=== Your assignment ===
All that is needed is the line containing "Target: basalt rock face" together with each line after it, transcribed exactly to the end of the records.

=== Data provided ===
========
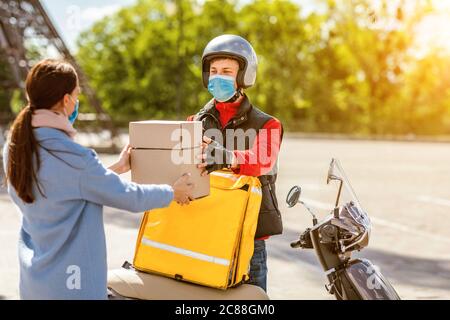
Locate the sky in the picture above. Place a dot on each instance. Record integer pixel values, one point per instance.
(73, 16)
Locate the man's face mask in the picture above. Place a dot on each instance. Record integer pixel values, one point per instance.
(221, 87)
(74, 114)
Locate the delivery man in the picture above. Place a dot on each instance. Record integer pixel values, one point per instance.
(229, 65)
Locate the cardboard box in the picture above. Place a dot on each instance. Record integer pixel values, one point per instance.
(156, 134)
(163, 150)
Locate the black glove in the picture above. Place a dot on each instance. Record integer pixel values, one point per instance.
(217, 157)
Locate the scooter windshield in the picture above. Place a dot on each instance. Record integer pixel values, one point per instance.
(347, 195)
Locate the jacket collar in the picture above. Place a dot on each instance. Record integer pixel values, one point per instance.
(240, 116)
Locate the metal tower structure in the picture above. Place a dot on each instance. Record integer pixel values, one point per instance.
(22, 20)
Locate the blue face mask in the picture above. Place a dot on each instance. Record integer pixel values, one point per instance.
(74, 114)
(221, 87)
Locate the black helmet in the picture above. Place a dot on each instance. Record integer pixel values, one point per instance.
(235, 47)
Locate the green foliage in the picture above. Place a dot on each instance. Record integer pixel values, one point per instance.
(348, 68)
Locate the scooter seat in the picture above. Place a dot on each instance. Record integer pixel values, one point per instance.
(133, 284)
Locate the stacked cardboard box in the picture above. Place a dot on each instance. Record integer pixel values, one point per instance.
(163, 150)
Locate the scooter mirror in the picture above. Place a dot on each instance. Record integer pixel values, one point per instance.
(293, 196)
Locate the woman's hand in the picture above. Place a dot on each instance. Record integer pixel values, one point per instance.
(182, 189)
(203, 156)
(123, 164)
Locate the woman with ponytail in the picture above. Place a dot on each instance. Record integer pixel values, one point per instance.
(60, 188)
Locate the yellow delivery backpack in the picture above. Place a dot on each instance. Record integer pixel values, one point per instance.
(208, 242)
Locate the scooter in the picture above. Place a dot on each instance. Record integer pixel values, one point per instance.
(334, 239)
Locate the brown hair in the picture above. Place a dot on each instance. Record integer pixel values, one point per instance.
(47, 83)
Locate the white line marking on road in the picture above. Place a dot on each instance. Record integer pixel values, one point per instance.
(383, 223)
(434, 200)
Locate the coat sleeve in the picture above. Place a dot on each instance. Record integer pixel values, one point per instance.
(104, 187)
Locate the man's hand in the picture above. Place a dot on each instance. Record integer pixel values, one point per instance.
(215, 157)
(123, 164)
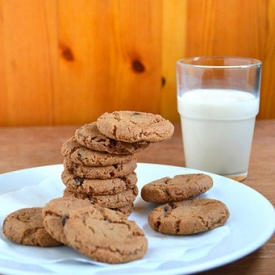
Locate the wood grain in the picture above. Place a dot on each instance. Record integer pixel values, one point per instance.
(66, 62)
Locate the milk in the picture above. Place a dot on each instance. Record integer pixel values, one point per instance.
(217, 128)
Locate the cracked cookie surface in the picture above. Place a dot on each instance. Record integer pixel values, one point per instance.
(25, 226)
(101, 172)
(55, 210)
(189, 216)
(178, 188)
(130, 126)
(89, 136)
(118, 200)
(98, 186)
(105, 235)
(77, 153)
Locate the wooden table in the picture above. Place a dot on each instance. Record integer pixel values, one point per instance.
(25, 147)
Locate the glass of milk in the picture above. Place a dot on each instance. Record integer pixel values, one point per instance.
(218, 100)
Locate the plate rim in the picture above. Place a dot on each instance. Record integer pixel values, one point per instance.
(201, 267)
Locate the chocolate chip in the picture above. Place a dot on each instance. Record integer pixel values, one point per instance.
(64, 219)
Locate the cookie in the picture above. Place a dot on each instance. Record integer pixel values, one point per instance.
(110, 201)
(77, 153)
(25, 226)
(101, 172)
(130, 126)
(126, 209)
(98, 186)
(105, 235)
(177, 188)
(54, 211)
(89, 136)
(189, 216)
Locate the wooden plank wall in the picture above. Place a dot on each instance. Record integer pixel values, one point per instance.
(66, 61)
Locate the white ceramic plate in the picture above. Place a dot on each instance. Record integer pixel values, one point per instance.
(251, 224)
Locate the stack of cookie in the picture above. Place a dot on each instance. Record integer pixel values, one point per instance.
(100, 159)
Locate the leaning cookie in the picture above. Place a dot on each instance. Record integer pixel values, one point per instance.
(25, 226)
(77, 153)
(130, 126)
(177, 188)
(89, 136)
(105, 235)
(55, 211)
(188, 217)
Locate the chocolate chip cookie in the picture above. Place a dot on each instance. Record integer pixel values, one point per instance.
(101, 172)
(77, 153)
(121, 199)
(177, 188)
(55, 210)
(105, 235)
(98, 186)
(89, 136)
(189, 216)
(25, 226)
(130, 126)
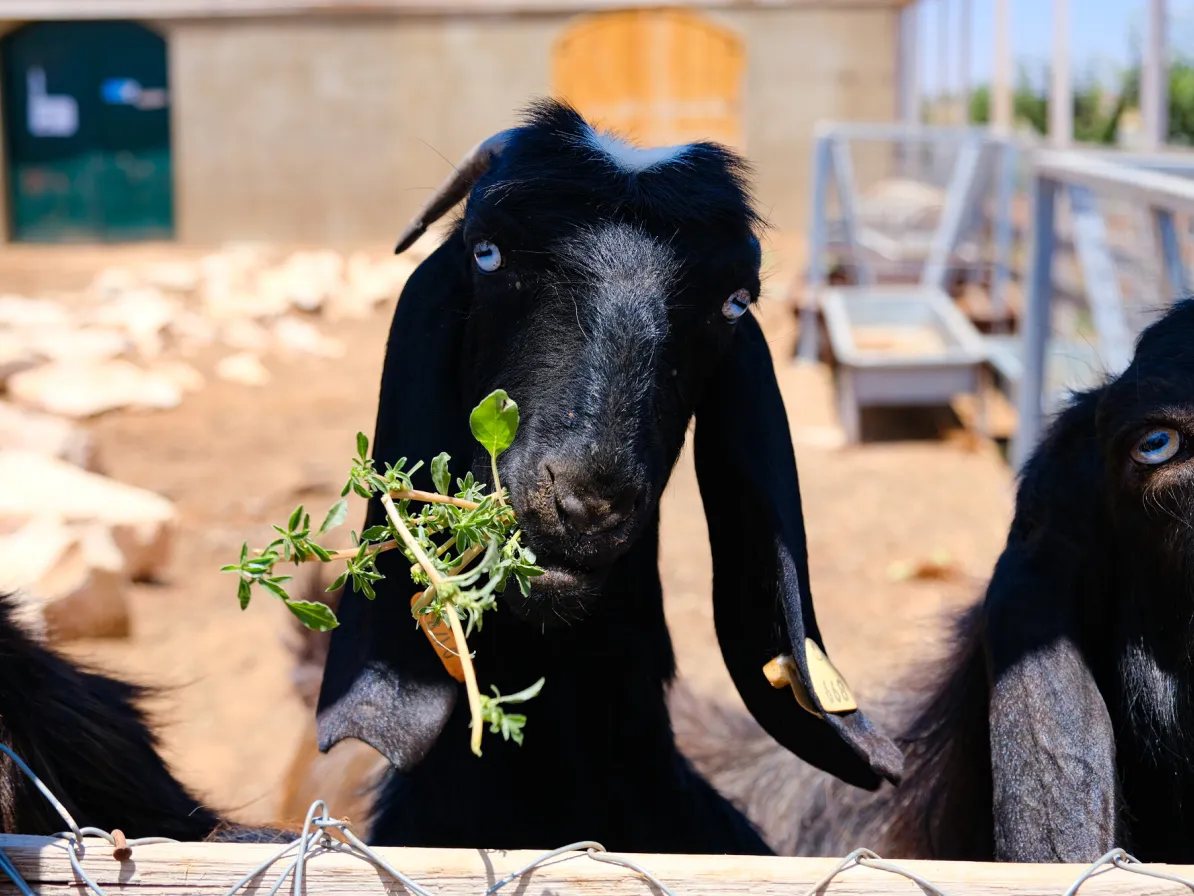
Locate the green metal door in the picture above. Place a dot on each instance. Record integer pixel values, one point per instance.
(87, 127)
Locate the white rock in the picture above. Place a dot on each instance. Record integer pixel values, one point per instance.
(182, 374)
(141, 313)
(380, 280)
(111, 282)
(313, 277)
(22, 429)
(14, 355)
(192, 331)
(18, 312)
(244, 368)
(141, 522)
(299, 336)
(82, 390)
(77, 576)
(78, 345)
(245, 335)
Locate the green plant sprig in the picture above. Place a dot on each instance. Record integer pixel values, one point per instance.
(463, 547)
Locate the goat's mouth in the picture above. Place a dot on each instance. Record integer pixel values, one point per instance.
(562, 595)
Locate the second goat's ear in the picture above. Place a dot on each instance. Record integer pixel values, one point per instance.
(382, 682)
(762, 605)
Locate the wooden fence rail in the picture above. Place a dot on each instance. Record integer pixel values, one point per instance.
(209, 869)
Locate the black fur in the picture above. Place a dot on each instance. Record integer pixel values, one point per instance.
(1059, 726)
(84, 735)
(605, 324)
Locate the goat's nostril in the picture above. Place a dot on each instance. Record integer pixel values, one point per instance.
(584, 511)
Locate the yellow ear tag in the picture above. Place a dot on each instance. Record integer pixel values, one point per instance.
(443, 640)
(830, 687)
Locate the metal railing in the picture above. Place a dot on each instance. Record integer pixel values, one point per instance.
(1088, 182)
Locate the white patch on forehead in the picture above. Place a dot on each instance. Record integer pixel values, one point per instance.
(633, 158)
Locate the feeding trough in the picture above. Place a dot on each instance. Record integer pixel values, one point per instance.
(900, 345)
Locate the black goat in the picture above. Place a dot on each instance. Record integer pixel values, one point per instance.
(85, 737)
(1060, 725)
(607, 289)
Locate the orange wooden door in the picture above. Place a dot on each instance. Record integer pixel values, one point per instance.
(659, 77)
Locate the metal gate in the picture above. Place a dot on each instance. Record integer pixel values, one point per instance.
(87, 132)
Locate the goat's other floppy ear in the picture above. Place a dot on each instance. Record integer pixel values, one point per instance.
(1052, 742)
(762, 606)
(382, 682)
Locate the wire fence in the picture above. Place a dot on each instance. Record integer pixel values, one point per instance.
(317, 840)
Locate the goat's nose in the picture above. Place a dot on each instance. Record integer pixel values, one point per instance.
(590, 509)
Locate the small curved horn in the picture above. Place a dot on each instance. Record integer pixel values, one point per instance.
(454, 189)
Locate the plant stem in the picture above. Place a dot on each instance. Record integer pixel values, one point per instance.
(466, 660)
(474, 692)
(465, 559)
(430, 497)
(443, 548)
(345, 554)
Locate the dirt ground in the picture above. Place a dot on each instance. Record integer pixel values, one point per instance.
(237, 459)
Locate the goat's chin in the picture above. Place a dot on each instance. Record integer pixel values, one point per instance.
(561, 596)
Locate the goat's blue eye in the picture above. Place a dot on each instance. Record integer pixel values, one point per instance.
(1157, 446)
(487, 256)
(736, 305)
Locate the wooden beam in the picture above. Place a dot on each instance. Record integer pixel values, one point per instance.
(1060, 98)
(160, 10)
(1155, 79)
(1001, 80)
(209, 869)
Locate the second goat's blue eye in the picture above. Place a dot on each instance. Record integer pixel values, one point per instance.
(736, 305)
(487, 256)
(1157, 446)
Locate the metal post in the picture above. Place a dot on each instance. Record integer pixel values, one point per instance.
(1060, 99)
(961, 198)
(964, 54)
(814, 270)
(1002, 112)
(1155, 79)
(943, 61)
(1036, 324)
(1003, 233)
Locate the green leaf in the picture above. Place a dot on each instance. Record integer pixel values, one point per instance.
(245, 593)
(494, 422)
(521, 697)
(277, 589)
(439, 474)
(337, 515)
(314, 614)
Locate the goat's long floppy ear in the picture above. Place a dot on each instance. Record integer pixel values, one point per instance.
(1052, 742)
(382, 682)
(762, 606)
(454, 188)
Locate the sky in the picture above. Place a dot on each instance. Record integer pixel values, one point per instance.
(1105, 36)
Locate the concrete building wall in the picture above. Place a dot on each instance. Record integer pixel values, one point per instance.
(334, 129)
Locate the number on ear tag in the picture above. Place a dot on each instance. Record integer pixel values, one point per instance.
(828, 682)
(442, 640)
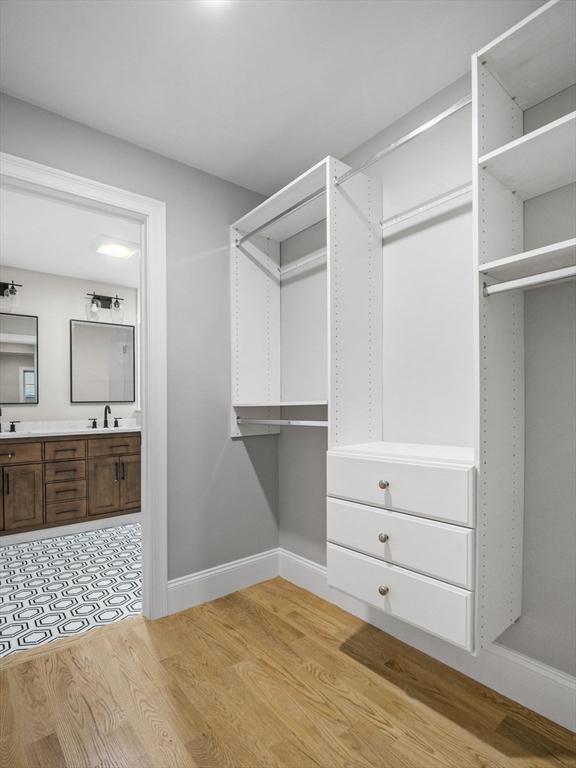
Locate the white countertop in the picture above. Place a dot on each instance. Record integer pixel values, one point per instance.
(60, 430)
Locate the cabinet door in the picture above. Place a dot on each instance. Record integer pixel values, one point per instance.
(103, 485)
(130, 482)
(23, 496)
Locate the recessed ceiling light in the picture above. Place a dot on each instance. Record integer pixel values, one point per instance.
(120, 249)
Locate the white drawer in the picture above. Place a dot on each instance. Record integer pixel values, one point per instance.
(438, 491)
(436, 607)
(436, 549)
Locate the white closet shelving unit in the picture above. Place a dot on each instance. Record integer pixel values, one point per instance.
(432, 534)
(311, 245)
(526, 67)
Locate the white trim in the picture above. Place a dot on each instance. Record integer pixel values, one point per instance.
(197, 588)
(152, 214)
(69, 530)
(548, 691)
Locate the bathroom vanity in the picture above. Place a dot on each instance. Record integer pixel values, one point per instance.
(51, 480)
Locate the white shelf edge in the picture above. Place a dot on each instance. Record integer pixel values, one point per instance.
(527, 138)
(270, 202)
(527, 256)
(281, 404)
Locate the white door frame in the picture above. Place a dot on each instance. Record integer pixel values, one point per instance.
(153, 362)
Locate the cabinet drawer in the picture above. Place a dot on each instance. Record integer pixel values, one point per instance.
(19, 453)
(65, 449)
(436, 607)
(65, 470)
(436, 549)
(440, 492)
(114, 446)
(65, 510)
(67, 491)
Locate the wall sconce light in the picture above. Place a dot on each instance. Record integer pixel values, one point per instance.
(9, 289)
(98, 302)
(9, 293)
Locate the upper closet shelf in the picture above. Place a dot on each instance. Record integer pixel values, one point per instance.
(538, 162)
(288, 211)
(536, 58)
(280, 404)
(416, 452)
(555, 256)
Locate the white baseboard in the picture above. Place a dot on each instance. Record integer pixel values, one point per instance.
(188, 591)
(534, 685)
(69, 530)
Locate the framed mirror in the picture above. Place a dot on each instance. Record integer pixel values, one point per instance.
(18, 359)
(102, 362)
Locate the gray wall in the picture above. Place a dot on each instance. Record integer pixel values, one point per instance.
(222, 502)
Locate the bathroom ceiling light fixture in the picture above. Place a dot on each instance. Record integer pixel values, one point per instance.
(98, 302)
(119, 249)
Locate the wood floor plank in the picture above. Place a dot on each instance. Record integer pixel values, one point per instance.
(270, 677)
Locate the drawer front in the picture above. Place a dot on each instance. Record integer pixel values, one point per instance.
(65, 470)
(58, 511)
(435, 549)
(436, 607)
(440, 492)
(114, 446)
(19, 453)
(60, 450)
(67, 491)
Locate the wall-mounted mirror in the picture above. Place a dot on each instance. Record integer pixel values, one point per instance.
(18, 359)
(101, 362)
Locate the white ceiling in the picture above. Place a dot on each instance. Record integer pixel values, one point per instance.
(253, 91)
(48, 235)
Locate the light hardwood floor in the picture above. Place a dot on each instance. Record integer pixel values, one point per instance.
(270, 676)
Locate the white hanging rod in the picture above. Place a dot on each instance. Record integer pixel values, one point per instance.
(292, 209)
(405, 139)
(316, 256)
(531, 281)
(432, 203)
(283, 422)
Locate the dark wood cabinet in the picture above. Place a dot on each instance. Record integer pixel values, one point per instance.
(55, 481)
(23, 496)
(103, 485)
(129, 472)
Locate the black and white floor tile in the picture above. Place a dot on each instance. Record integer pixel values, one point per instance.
(60, 587)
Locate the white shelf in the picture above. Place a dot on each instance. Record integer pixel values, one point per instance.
(447, 454)
(550, 257)
(281, 404)
(292, 194)
(537, 58)
(538, 162)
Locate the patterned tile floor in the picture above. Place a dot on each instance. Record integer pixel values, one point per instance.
(60, 587)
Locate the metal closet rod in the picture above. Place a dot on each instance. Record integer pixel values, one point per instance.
(366, 164)
(531, 281)
(405, 139)
(432, 203)
(283, 422)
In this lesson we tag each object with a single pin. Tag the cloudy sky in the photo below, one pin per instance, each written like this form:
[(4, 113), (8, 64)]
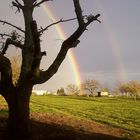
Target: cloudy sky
[(109, 51)]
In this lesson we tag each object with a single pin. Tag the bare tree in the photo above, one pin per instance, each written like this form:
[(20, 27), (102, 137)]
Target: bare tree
[(18, 96), (134, 88)]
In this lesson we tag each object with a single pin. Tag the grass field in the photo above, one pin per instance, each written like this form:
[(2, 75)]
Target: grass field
[(118, 112)]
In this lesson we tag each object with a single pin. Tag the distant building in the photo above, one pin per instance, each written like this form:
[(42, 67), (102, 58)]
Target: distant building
[(103, 93), (39, 92)]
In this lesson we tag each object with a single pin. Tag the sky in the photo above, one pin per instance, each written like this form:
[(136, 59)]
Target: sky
[(109, 52)]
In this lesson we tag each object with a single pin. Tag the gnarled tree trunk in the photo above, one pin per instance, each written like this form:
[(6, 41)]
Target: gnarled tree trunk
[(18, 104)]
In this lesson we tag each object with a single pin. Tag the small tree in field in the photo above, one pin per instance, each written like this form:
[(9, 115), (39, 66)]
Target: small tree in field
[(18, 95), (91, 86), (134, 88), (72, 89)]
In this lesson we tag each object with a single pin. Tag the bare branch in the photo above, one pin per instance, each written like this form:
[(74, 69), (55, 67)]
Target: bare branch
[(70, 42), (37, 49), (92, 18), (7, 35), (39, 3), (17, 5), (5, 22), (60, 21), (9, 41), (78, 12), (6, 76)]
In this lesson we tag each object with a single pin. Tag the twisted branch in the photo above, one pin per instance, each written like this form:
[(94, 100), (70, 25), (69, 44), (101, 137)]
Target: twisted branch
[(5, 22), (39, 3), (9, 41)]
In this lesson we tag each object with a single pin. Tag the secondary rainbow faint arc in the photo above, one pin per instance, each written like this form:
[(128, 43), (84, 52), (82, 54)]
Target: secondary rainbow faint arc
[(63, 37)]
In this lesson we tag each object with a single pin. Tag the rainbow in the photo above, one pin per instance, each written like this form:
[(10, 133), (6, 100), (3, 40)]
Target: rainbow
[(113, 43), (62, 36)]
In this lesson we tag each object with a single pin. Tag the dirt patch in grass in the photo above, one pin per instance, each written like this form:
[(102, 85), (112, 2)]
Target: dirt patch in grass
[(45, 126)]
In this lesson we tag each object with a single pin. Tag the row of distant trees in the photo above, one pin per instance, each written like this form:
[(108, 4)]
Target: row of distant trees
[(91, 87)]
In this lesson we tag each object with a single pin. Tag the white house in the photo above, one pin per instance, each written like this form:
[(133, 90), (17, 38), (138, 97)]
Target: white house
[(103, 93), (40, 92)]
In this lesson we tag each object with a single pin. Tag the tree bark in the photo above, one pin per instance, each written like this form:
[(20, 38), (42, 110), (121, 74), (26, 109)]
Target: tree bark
[(18, 121)]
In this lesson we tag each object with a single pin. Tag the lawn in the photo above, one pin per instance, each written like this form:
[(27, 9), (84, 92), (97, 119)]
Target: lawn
[(118, 112)]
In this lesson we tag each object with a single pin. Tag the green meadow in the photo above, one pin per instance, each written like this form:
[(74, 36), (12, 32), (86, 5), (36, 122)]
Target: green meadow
[(118, 112)]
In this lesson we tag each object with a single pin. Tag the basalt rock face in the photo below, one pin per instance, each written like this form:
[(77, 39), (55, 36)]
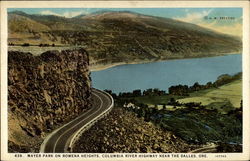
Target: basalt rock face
[(44, 92)]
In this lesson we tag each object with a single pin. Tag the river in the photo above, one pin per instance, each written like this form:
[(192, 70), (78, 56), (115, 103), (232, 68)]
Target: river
[(163, 74)]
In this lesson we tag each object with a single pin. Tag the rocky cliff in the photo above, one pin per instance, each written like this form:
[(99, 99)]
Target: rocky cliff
[(44, 92)]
========
=== Answer ===
Target: basalt rock face
[(44, 92)]
In this lesson we tag each object with a single pin. Tag the river in the photo above, one pin per instance, each written like this form:
[(192, 70), (78, 56), (115, 103), (232, 68)]
Target: river
[(163, 74)]
In this lesson we tag each object with a single pin. Tag the rocky cliff in the photo above, one pin per instance, each written like this form:
[(99, 99)]
Target: rocky cliff
[(44, 92)]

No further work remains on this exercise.